- [Directions]:
Take the line containing "Query: gray shorts" and every line after it in the data below, and print them exactly as given, with nothing else.

- [Listed records]:
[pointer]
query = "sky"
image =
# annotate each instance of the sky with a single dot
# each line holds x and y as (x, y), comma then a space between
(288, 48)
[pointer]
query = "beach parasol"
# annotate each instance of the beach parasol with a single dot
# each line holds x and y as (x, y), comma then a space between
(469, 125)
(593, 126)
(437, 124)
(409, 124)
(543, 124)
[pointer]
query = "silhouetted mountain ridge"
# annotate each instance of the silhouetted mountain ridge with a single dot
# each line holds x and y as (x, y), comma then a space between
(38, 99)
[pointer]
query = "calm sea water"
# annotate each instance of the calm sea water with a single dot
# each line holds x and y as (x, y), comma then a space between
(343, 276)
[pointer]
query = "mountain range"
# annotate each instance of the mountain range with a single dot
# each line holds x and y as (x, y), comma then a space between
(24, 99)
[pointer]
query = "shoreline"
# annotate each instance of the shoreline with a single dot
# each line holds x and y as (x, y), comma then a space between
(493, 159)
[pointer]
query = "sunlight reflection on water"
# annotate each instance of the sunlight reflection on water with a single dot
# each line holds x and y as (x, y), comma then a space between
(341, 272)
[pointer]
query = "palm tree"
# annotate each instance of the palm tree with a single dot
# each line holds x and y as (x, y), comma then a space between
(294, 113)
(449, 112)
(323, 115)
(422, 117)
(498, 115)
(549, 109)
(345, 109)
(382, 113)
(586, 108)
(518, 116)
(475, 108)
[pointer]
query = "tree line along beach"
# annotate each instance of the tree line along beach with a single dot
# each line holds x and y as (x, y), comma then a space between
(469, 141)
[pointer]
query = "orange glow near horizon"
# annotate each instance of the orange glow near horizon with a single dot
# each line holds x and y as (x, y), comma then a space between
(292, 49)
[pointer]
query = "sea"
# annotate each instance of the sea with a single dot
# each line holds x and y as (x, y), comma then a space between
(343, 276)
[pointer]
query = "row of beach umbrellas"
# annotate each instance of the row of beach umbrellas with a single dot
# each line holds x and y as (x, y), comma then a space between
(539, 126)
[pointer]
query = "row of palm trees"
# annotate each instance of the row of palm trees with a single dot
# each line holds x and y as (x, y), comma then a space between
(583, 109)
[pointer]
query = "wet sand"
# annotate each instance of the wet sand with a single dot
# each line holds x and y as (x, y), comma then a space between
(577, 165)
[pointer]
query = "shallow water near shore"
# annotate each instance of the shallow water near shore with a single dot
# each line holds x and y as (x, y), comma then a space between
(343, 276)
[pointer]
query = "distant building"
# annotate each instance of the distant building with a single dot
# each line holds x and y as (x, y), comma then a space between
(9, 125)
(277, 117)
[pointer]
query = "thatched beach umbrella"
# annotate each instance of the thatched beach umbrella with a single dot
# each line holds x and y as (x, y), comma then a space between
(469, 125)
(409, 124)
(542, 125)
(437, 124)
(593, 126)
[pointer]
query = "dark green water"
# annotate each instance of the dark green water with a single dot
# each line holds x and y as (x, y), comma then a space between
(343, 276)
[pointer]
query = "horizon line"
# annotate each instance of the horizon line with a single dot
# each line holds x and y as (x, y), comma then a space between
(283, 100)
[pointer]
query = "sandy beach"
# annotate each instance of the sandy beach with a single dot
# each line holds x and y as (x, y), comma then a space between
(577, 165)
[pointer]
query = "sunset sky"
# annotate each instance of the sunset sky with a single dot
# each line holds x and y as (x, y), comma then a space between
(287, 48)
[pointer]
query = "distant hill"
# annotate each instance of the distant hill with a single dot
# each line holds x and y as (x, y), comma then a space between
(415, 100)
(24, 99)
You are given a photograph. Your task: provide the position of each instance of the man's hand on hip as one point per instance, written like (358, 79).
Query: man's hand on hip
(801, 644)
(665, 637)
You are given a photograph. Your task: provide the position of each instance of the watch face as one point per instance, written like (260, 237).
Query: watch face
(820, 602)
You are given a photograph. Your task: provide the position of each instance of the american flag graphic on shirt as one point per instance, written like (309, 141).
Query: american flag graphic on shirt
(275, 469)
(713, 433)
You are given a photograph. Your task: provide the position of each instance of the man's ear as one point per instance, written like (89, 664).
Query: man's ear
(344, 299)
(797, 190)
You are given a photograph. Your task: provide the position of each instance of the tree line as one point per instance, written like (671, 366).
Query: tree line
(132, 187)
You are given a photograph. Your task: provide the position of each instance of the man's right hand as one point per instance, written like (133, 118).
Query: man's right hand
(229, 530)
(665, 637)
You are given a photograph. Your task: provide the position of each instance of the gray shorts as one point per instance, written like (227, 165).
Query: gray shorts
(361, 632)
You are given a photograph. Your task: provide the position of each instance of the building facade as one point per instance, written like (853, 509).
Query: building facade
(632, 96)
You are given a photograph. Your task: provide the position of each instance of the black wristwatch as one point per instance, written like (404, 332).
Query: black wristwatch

- [Exercise response]:
Query: gray shorts
(361, 632)
You are given a photograph. Your task: provide the position of each instance of the building facade as one point per instance, written like (853, 509).
Query: building facade
(632, 96)
You are given a photograph. Your task: provide the position of each instance of the black wristwatch as one point per instance, written like (404, 332).
Query: black wristwatch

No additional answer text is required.